* [EXERCÍCIO CURTO A]
No trecho sobre a supremacia humana, a que se deve o domínio do ser humano e por que o homo sapiens precisou agir em grupo? Explique em uma a três frases.
* [EXERCÍCIO CURTO B]
Transcreva do trecho sobre a supremacia humana a parte entre "planeta. Não sendo" e "hostilidades do ambiente.", inclusive.

* [TRECHO DO DOCUMENTO]
# # #

Um raciocínio que remonta os tempos bíblicos é o da elevação do humano ao patamar de ser

superior dentre todos os outros da Criação. Essa ideia primal foi sofisticada por um sem-

número de filósofos de diferentes afiliações intelectuais, mas que, de certa forma, ainda

conservavam o conceito principal: o de que a natureza existe com o fim único de prover a

manutenção e continuidade dos seres vivos, em especial o homem.

Não que se negue seu domínio sobre a Terra, mas afastando as justificativas religiosas e

filosóficas, nos voltamos para as razões biológicas. A supremacia do ser humano é devida

essencialmente à sua capacidade de viver como gregário ao longo da história evolutiva do

planeta. Não sendo dotado de atributos especiais que lhe facilitassem a sobrevivência como o

voo e a visão noturna, restava ao homo sapiens recolher-se dentro do seu próprio grupo e agir

cooperativamente com seus semelhantes para resistir às hostilidades do ambiente.

# # #

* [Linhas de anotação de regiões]
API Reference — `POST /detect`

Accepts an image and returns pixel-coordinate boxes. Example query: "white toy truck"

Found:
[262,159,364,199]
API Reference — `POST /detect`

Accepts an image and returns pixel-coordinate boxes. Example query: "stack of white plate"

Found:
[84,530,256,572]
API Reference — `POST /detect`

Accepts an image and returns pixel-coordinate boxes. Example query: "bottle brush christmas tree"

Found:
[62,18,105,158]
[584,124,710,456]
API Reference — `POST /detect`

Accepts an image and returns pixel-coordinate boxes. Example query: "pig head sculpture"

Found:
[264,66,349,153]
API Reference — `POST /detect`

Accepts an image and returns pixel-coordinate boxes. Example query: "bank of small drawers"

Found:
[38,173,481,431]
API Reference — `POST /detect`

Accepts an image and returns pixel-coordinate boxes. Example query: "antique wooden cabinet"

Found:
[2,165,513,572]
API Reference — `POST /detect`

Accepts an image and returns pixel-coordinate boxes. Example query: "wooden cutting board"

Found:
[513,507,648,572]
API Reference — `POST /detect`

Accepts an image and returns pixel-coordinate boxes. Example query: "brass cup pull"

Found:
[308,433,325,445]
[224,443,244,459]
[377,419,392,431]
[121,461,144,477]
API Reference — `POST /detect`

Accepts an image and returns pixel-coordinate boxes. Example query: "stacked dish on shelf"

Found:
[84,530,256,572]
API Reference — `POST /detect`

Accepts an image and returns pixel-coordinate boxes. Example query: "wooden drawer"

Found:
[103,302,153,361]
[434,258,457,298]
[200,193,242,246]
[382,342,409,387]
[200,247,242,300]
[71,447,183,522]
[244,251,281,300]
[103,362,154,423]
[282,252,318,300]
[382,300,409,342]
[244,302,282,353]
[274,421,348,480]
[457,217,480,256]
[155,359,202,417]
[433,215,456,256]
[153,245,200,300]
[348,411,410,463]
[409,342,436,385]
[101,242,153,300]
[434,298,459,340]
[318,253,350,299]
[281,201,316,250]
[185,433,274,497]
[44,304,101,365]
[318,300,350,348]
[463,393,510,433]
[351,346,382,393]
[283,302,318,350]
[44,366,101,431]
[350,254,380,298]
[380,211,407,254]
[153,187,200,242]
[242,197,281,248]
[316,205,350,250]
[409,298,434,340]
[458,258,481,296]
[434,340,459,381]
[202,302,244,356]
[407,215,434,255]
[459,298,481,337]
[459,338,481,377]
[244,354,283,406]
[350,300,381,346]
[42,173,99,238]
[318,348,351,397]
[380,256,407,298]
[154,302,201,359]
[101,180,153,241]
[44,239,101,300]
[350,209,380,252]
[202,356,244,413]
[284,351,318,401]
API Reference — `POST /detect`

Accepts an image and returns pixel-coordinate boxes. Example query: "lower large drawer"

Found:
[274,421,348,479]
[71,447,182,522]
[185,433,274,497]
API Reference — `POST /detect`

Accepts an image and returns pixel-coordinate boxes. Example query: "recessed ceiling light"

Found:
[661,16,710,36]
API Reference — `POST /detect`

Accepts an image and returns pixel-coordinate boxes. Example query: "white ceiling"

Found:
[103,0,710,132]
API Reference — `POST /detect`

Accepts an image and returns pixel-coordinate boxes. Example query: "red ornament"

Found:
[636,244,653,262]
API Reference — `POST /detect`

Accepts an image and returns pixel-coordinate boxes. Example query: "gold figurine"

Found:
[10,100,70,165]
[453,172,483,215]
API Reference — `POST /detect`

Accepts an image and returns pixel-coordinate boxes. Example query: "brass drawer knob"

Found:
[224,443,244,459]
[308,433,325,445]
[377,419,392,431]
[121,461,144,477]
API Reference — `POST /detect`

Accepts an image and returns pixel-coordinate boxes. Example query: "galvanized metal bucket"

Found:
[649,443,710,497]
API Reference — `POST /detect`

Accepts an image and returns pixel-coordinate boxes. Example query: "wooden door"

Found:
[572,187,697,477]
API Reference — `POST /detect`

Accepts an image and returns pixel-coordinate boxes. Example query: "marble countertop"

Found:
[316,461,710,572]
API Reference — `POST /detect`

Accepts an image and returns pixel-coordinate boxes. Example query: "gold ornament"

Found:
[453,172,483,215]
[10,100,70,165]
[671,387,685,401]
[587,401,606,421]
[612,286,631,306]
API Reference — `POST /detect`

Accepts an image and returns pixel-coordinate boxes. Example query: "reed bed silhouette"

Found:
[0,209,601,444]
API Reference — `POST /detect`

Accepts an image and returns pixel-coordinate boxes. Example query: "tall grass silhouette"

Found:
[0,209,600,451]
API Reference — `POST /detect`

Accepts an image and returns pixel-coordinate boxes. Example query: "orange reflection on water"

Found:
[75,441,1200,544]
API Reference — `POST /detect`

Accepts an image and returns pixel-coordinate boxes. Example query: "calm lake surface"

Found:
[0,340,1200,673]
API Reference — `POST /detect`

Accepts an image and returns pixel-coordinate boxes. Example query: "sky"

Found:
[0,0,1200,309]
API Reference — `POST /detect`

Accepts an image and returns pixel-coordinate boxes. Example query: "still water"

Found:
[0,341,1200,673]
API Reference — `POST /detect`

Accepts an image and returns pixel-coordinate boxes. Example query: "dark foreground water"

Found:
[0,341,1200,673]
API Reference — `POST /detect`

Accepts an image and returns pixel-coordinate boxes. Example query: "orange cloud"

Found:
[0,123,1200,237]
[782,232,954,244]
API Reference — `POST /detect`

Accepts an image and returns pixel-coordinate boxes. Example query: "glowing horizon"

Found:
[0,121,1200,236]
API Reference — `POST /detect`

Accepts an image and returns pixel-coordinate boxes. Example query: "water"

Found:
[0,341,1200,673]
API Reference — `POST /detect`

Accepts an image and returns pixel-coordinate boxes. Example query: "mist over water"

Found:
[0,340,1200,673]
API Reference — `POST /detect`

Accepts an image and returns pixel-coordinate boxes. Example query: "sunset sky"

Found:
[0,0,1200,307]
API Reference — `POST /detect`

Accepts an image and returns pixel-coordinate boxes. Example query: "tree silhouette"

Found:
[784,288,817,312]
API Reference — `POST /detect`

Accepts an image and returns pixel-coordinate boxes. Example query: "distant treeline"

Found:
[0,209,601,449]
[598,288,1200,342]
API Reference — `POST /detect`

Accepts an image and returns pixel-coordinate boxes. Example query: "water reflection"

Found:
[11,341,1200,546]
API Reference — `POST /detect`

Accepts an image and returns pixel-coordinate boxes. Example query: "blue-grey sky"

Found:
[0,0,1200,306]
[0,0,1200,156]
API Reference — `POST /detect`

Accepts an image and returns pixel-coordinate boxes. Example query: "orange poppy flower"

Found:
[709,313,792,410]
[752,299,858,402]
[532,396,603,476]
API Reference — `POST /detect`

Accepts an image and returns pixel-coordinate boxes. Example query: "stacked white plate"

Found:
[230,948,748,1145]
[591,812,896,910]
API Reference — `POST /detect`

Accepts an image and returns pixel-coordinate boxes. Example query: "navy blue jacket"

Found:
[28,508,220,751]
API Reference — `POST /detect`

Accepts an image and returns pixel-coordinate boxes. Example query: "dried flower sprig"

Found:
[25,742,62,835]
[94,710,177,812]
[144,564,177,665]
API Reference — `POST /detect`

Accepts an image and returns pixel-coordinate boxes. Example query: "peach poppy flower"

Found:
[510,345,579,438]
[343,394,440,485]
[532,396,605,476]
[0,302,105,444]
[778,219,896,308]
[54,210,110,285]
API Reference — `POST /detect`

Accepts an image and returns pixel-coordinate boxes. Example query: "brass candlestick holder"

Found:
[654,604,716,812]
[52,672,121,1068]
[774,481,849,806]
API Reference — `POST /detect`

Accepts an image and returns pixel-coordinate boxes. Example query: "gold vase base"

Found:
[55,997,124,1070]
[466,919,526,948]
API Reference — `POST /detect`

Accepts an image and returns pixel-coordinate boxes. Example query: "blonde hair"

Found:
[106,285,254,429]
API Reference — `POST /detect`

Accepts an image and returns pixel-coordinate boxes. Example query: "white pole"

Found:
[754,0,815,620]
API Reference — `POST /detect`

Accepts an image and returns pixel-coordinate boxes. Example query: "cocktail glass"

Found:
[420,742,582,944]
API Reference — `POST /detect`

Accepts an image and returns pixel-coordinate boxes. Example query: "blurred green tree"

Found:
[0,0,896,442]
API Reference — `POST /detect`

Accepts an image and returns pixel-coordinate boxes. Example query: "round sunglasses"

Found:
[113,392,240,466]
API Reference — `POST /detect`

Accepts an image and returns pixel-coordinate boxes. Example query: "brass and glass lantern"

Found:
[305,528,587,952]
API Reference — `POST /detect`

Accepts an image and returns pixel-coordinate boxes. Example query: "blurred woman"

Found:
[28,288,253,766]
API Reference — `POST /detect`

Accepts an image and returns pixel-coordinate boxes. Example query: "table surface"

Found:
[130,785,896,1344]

# # #

* [RESPOSTA CORRETA A]
A supremacia do ser humano se deve essencialmente à sua capacidade de viver como gregário ao longo da história evolutiva do planeta. Como não tinha atributos especiais que facilitassem a sobrevivência, como o voo e a visão noturna, restou ao homo sapiens recolher-se dentro do próprio grupo e agir em cooperação com os semelhantes para resistir às hostilidades do ambiente.

* [RESPOSTA CORRETA B]
planeta. Não sendo dotado de atributos especiais que lhe facilitassem a sobrevivência como o

voo e a visão noturna, restava ao homo sapiens recolher-se dentro do seu próprio grupo e agir

cooperativamente com seus semelhantes para resistir às hostilidades do ambiente.